▸ **PROBLEM**
In the passage on parents arguing in front of their children, reproduce the text from "Whether they are" up to and including "tend to realize.", substituting "quarrels" for "arguments".

▸ **PASSAGE**

%%

Whether they are referred to as arguments, disagreements, or fights, they happen in every home. What is really important is how arguments are handled by parents when children are watching. Where children are concerned, many worry about the effects on kids whose parents fight. It is more important than ever to remember that kids take in far more than adults tend to realize.

My Parents Fight

Disagreements are a natural part of any relationship. The key aspect about them is how they are handled. There is a way to fight fair, and a way to let disagreements get out of hand. Although keeping anger in check is especially important around children, even when kids aren't in the picture it is still important to be respectful during a disagreement.  By resorting to juvenile antics such as name calling or physical violence, the only possible outcome is lasting damage to the relationship.

%%

▸ **PROVIDED INFORMATION**
%%

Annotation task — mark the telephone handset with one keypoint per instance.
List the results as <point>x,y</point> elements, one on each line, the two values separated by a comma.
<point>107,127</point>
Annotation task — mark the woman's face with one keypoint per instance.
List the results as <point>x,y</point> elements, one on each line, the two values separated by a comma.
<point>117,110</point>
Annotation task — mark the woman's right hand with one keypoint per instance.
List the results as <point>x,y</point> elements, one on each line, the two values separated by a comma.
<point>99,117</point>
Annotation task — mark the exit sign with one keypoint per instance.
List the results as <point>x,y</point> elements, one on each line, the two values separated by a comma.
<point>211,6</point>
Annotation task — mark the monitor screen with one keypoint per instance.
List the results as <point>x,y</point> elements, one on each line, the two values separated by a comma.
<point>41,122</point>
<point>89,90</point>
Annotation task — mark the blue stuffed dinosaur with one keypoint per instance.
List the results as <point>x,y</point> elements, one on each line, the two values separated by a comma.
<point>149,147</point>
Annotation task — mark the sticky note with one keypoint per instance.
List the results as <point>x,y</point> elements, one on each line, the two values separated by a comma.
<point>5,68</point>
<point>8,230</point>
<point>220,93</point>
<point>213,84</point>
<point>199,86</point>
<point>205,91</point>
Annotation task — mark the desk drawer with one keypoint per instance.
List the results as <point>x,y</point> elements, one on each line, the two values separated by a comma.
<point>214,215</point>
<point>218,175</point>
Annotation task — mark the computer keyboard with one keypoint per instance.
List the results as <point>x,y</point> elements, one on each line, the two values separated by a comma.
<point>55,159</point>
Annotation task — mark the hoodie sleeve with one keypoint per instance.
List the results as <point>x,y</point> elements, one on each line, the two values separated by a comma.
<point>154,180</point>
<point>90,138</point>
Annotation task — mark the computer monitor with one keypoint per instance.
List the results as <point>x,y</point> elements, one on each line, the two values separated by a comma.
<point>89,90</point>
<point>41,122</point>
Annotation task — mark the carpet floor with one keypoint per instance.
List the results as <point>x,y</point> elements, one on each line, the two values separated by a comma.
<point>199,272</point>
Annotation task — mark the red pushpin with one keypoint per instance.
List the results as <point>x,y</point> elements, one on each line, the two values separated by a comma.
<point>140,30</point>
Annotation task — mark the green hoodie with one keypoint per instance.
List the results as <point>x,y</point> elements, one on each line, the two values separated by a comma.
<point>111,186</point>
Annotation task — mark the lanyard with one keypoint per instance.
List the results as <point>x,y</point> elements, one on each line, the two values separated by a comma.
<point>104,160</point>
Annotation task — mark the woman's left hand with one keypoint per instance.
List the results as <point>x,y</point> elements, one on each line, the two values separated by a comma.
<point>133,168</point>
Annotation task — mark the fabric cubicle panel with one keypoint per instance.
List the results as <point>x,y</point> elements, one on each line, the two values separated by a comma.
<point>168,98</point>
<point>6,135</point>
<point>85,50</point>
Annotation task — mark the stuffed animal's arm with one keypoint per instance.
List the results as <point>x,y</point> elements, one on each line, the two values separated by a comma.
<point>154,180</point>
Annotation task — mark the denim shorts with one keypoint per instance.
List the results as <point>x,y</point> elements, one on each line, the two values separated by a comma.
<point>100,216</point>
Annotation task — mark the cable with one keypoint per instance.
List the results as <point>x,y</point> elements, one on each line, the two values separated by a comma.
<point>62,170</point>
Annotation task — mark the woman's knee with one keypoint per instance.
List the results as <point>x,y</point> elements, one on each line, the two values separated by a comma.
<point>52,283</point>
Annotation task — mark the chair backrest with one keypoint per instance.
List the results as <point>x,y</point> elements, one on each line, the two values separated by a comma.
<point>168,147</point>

%%

▸ **REPLY**
Whether they are referred to as quarrels, disagreements, or fights, they happen in every home. What is really important is how quarrels are handled by parents when children are watching. Where children are concerned, many worry about the effects on kids whose parents fight. It is more important than ever to remember that kids take in far more than adults tend to realize.